[What is needed]:
Restate the records word for word, omitting nothing.

--- Record set Enclosed Below ---

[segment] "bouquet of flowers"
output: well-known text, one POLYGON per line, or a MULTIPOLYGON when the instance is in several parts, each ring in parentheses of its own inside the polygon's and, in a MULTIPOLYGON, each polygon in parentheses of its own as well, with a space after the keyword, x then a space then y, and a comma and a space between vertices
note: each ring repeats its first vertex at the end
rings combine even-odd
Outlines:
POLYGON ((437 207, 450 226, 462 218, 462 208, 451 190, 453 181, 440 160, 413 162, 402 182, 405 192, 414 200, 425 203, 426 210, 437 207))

--- End of Enclosed Record set ---

[Solution to this task]:
[segment] "bouquet of flowers"
output: well-known text, one POLYGON per line, or a MULTIPOLYGON when the instance is in several parts, each ring in parentheses of its own inside the polygon's and, in a MULTIPOLYGON, each polygon in parentheses of its own as well, with a space after the keyword, x then a space then y, and a comma and a space between vertices
note: each ring repeats its first vertex at the end
rings combine even-odd
Outlines:
POLYGON ((437 207, 450 226, 462 218, 462 208, 451 190, 453 181, 440 160, 413 162, 402 182, 405 192, 414 200, 425 203, 426 210, 437 207))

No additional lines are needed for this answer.